35Das beklagte Land beantragt,
36die Klage abzuweisen.
37Das beklagte Land ist der Auffassung, dass der Kläger seine Stellung als Lehrer missbraucht habe, indem er die Schülerin C2 unsittlich berührt habe und damit nicht nur das Vertrauen der Schülerin missbraucht, sondern auch das Vertrauensverhältnis zwischen sich und dem Land Nordrhein-Westfalen als Arbeitgeber nachhaltig und irreparabel zerstört habe. Der Vorfall vom 16.09.2009 stelle eindeutig einen wichtigen Grund im Sinne des § 626 Abs. 1 BGB zum Ausspruch einer fristlosen Kündigung dar.

[Gespeicherte Dateneinträge]

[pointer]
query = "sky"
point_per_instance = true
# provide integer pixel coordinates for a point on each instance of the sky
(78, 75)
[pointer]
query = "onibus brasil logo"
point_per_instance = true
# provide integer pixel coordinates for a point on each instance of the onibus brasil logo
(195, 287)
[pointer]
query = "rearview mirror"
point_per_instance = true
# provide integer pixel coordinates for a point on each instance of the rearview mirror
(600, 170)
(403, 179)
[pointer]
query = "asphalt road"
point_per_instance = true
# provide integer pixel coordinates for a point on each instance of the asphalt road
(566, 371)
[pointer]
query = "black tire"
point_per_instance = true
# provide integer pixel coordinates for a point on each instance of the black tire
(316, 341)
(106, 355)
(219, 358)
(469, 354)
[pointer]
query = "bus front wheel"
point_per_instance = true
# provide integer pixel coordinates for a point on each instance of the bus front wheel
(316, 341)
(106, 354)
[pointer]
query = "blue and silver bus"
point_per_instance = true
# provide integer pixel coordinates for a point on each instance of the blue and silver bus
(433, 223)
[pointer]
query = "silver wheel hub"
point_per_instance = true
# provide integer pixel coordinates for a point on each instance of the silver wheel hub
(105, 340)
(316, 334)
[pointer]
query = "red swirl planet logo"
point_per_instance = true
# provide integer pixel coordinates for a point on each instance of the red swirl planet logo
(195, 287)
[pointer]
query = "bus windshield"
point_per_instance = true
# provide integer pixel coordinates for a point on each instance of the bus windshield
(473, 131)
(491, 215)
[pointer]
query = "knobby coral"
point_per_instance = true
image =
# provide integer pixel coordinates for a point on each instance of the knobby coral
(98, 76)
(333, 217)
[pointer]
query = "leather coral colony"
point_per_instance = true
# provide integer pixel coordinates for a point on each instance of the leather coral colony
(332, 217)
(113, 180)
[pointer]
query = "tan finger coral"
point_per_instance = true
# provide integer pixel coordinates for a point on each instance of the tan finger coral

Folgendes bearbeiten
a - Auf welche Vorschrift stützt das beklagte Land im Textauszug die fristlose Kündigung?
b - Geben Sie den Textauszug wörtlich wieder, beginnend bei „35Das beklagte Land“ und endend bei „fristlosen Kündigung dar.“.
Die Einträge spielen für diese Aufgaben keine Rolle.

Bearbeitete Aufgaben
a - Auf § 626 Abs. 1 BGB.

b -
35Das beklagte Land beantragt,
36die Klage abzuweisen.
37Das beklagte Land ist der Auffassung, dass der Kläger seine Stellung als Lehrer missbraucht habe, indem er die Schülerin C2 unsittlich berührt habe und damit nicht nur das Vertrauen der Schülerin missbraucht, sondern auch das Vertrauensverhältnis zwischen sich und dem Land Nordrhein-Westfalen als Arbeitgeber nachhaltig und irreparabel zerstört habe. Der Vorfall vom 16.09.2009 stelle eindeutig einen wichtigen Grund im Sinne des § 626 Abs. 1 BGB zum Ausspruch einer fristlosen Kündigung dar.